## [Required task 1]
Using the text on the data management device, explain why the analysis necessity determination unit 22 finds that relevance analysis is needed in the state of FIG. 10.
## [Required task 2]
From the text on the data management device, retype the part that opens with the words "FIG. 12 is an" and closes with "of this flowchart.".

## [Selected text]
FIG. 10 illustrates a state when a data request Rq has been made to the data management device 1, after the state of FIG. 9. In this state, the analysis necessity determination unit 22 determines that relevance analysis is needed, because the current data D and the previous data A belong to different segments.


In the state of FIG. 10, a plurality of history items have already been stored in the relevance saving cabinet, among the data items A, B, and C. Therefore, the index value Cij between A-B, between A-C, and between B-C are calculated as relatively high values, and the index value Cij between A-D is calculated as a relatively low value. As a result, as illustrated in FIG. 11, the relevance analysis unit 23 does not change the association of the data and the segments. FIG. 11 illustrates the segment arrangement before and after the relevance analysis unit 23 determines the segments in the state of FIG. 10.


(Overall Process Flow)



FIG. 12 is an example of a flowchart that indicates the flow of a process executed by the data management device 1. This flowchart is executed every time a data request is made to the data management device 1.


First, the input output management unit 21 reads the data specified by the data request from the memory device 30 or the storage device 40, and sends the data to the request source (S200).


Next, the input output management unit 21 refers to the previous data included in the data request, and update the relevance saving cabinet 30B (S202).


When the relevance saving cabinet 30B is updated, the analysis necessity determination unit 22 determines whether relevance analysis by the relevance analysis unit 23 is needed (step S204). When it is determined that relevance analysis is not needed, the data management device 1 ends the process of this flowchart.


When it is determined that relevance analysis is needed, the relevance analysis unit 23 analyzes the relevance of the data (S206).


Next, the segment arrangement unit 24 determines whether the association of the data and the segments needs to be changed, based on the analysis result of the relevance analysis unit 23 (step S208). When it is determined that the association of the data and the segments does not need to be changed, the data management device 1 ends the process of the this flowchart.


When it is determined that the association of the data and the segments needs to be changed, the segment arrangement unit 24 changes the association of the data and the segments (step S210).


(Comparison with Reference Method)

## [Raw data]
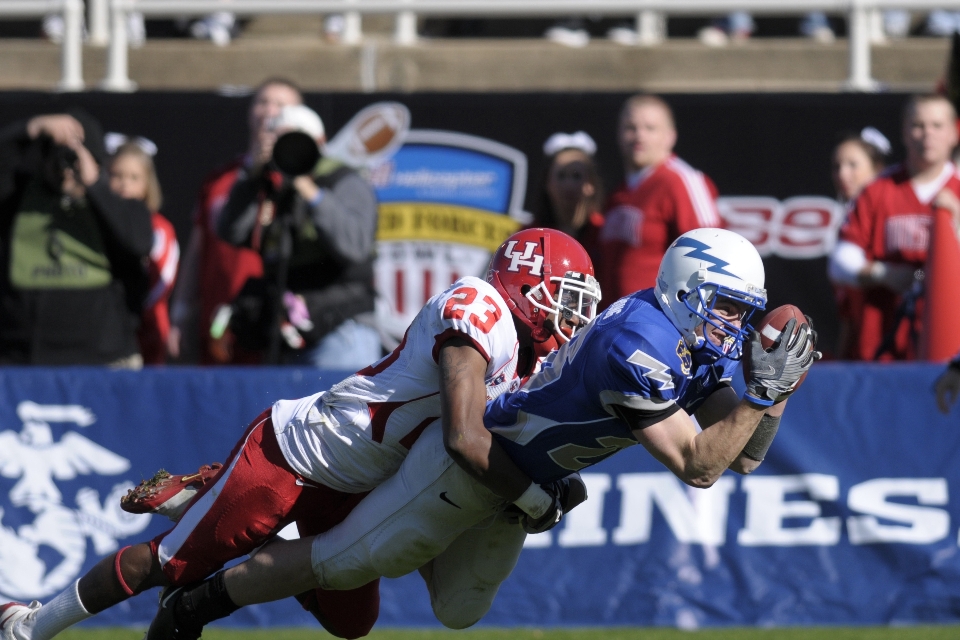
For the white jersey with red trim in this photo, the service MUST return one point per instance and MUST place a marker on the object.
(355, 435)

## [Worked answer 1]
In the state of FIG. 10, the analysis necessity determination unit 22 finds that relevance analysis is needed because the current data D and the previous data A belong to different segments.

## [Worked answer 2]
FIG. 12 is an example of a flowchart that indicates the flow of a process executed by the data management device 1. This flowchart is executed every time a data request is made to the data management device 1.


First, the input output management unit 21 reads the data specified by the data request from the memory device 30 or the storage device 40, and sends the data to the request source (S200).


Next, the input output management unit 21 refers to the previous data included in the data request, and update the relevance saving cabinet 30B (S202).


When the relevance saving cabinet 30B is updated, the analysis necessity determination unit 22 determines whether relevance analysis by the relevance analysis unit 23 is needed (step S204). When it is determined that relevance analysis is not needed, the data management device 1 ends the process of this flowchart.